> EXERCISE DETAILS
Begin at the start of the listing and stop after the line that contains "<point>1180,540</point>". Reproduce only those lines, swapping "temple railing" for "shrine railing" and leaving everything else unchanged.

> RECORDS PROVIDED
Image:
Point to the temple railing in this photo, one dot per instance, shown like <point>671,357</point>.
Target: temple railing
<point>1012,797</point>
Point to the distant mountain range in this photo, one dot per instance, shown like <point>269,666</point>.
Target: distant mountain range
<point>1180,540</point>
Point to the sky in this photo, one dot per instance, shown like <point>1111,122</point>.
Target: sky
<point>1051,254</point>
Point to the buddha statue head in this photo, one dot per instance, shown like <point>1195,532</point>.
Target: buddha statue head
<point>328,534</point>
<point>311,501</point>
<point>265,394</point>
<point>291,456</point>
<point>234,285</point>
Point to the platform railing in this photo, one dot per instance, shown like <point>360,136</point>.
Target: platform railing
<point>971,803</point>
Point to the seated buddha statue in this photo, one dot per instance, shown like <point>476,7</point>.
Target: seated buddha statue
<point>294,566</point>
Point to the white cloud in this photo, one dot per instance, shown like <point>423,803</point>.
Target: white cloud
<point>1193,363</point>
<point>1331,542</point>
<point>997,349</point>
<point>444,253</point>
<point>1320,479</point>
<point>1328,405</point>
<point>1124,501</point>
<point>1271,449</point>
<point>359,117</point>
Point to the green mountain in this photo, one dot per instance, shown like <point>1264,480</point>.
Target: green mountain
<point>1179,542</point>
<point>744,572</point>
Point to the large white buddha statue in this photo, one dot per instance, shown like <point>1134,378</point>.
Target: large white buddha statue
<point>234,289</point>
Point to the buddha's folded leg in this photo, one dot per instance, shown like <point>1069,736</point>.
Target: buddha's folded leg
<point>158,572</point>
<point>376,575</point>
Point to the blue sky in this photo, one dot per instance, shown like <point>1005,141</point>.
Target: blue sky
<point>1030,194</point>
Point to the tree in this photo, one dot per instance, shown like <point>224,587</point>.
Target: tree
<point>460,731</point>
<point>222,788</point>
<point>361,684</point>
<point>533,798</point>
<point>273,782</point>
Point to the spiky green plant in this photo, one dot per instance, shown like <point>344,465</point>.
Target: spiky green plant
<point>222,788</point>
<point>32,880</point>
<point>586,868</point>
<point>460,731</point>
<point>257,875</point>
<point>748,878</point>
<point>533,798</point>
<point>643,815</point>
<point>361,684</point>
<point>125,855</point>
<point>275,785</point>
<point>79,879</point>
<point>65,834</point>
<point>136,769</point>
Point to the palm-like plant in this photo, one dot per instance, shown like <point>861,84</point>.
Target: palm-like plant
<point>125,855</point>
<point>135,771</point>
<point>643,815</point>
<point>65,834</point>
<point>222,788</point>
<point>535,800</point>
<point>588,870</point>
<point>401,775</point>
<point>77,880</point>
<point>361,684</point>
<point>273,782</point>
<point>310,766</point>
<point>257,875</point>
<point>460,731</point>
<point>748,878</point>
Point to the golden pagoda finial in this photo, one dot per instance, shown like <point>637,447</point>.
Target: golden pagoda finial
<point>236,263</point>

> RESPONSE TO THE EXERCISE
Image:
Point to the shrine railing in this photo, one dot per instance, shown like <point>671,357</point>.
Target: shrine railing
<point>1012,797</point>
Point to the distant mountain range in this photo, one dot per instance, shown like <point>269,666</point>.
Target: distant mountain range
<point>1180,540</point>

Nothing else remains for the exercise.